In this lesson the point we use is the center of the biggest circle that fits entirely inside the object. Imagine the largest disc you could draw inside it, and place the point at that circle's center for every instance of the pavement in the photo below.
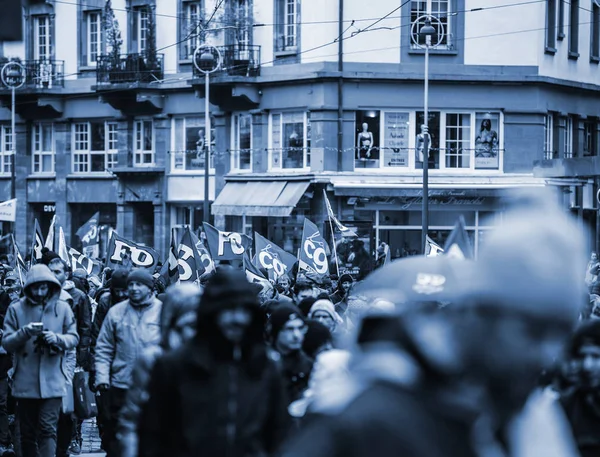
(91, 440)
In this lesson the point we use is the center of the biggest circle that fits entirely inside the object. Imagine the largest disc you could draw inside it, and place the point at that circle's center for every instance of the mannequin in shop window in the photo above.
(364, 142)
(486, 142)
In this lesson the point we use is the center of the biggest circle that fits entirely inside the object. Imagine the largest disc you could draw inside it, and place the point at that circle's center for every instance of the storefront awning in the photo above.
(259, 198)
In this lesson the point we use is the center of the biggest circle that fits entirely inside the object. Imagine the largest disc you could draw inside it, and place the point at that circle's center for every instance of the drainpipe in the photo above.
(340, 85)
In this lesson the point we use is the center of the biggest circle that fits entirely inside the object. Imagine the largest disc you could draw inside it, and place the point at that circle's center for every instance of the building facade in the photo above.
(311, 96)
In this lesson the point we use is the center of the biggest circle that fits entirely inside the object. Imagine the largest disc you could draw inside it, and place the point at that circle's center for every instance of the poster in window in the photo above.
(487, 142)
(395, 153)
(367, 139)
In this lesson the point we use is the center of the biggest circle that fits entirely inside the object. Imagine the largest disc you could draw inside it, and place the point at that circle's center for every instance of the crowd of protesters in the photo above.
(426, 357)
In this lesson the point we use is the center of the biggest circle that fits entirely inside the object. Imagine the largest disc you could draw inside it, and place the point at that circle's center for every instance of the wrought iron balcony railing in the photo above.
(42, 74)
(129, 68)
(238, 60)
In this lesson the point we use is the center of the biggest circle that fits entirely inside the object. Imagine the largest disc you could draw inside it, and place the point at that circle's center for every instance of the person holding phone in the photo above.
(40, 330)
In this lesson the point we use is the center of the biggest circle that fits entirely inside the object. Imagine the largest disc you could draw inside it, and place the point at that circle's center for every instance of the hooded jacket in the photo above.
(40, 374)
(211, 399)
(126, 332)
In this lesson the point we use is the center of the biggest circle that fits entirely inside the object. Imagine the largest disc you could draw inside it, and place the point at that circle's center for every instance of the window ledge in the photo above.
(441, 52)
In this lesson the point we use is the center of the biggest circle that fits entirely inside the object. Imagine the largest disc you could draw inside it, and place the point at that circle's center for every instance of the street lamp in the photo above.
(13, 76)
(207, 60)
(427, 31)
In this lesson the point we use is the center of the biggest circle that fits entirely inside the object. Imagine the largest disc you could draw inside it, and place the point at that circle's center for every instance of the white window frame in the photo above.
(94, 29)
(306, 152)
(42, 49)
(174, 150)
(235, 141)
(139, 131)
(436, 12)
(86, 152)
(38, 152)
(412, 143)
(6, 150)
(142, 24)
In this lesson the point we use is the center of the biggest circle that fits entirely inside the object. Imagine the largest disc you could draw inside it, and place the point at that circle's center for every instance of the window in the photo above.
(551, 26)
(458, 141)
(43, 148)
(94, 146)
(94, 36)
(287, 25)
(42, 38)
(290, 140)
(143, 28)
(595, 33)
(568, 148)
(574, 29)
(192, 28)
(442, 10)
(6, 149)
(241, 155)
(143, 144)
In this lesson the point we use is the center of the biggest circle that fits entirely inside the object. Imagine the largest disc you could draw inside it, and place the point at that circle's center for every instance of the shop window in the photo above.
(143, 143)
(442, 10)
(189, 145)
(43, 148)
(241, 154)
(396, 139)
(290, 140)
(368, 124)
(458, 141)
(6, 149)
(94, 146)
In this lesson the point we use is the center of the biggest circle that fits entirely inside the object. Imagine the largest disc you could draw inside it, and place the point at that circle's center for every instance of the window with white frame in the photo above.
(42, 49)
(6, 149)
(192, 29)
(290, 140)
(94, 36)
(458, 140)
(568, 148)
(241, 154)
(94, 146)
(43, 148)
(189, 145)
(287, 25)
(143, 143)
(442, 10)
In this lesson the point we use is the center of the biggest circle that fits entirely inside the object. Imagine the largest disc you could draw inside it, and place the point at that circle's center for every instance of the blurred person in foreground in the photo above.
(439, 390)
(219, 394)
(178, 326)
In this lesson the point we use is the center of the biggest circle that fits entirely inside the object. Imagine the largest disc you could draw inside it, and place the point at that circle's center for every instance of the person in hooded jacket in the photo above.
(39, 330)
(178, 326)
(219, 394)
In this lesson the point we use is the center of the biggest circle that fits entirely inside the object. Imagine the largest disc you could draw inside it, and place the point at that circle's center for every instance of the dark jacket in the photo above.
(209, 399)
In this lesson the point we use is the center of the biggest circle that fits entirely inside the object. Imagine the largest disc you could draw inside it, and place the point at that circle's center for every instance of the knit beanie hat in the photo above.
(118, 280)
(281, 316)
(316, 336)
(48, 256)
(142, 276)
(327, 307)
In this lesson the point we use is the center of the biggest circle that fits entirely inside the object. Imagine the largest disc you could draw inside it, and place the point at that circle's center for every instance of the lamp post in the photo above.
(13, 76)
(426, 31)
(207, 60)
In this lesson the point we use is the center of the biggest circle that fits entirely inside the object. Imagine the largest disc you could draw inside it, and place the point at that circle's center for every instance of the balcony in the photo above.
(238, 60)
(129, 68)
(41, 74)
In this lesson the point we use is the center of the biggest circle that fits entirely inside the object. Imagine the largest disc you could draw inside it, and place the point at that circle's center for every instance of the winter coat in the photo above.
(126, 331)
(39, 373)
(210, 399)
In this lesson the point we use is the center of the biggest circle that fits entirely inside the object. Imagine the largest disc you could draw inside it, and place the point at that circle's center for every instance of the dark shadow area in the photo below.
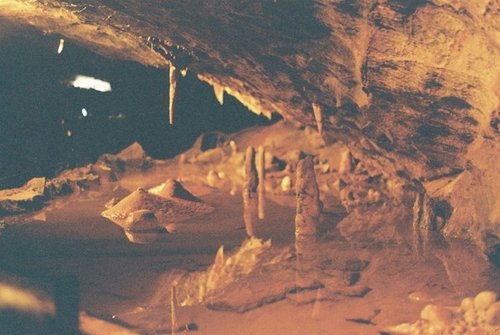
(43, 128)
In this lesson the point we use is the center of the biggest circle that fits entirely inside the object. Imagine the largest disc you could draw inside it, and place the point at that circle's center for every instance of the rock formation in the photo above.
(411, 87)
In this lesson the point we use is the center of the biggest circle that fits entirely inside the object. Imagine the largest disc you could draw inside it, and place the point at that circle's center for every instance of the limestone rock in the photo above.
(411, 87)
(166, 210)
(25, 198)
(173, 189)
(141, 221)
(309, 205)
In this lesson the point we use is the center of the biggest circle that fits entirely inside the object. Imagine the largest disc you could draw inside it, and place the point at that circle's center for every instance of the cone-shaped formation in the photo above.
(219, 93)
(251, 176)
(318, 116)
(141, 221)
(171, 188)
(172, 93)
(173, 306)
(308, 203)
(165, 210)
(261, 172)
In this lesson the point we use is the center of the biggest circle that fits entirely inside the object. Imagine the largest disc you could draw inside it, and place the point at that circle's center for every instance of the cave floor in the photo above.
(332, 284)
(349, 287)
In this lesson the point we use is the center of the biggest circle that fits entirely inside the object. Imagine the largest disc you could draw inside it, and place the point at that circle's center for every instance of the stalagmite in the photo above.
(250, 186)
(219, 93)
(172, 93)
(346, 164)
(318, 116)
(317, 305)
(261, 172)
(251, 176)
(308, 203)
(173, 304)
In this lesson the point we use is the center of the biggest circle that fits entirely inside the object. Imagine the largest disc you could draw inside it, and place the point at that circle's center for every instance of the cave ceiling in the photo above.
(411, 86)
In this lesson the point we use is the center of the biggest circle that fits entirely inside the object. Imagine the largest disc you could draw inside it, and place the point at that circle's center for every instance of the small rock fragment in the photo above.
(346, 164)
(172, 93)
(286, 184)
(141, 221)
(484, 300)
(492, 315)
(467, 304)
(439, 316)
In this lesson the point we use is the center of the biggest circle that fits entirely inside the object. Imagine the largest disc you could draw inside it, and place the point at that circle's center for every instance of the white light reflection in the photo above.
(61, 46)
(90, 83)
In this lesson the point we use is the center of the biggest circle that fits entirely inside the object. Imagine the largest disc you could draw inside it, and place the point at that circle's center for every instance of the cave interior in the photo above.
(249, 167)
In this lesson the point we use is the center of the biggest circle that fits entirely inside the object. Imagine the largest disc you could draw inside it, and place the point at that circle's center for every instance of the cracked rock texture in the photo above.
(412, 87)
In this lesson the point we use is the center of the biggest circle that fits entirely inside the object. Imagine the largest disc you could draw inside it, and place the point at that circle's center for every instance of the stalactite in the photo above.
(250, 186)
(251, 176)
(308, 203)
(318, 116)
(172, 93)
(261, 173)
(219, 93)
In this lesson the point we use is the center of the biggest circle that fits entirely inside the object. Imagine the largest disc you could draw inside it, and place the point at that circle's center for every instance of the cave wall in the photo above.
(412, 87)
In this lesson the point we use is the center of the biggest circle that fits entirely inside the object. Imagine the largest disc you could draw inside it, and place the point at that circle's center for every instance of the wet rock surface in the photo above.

───

Reproduce only the lines running from the one with "wall in the photo above." through the final line of the listing above, both ends included.

In this lesson the point we use is the center of the biggest circle that fits entirely inside the object. Imagine the largest disc you could draw inside it, and place the point at that circle's center for every instance of the cave wall in the photo above.
(412, 87)
In this lesson the point we use is the center of the biggest circle that fits entirely inside the object. Imagine the largest disc you could draw inside it, and place the point at that circle's center for every instance of the wet rock surface in the photo above.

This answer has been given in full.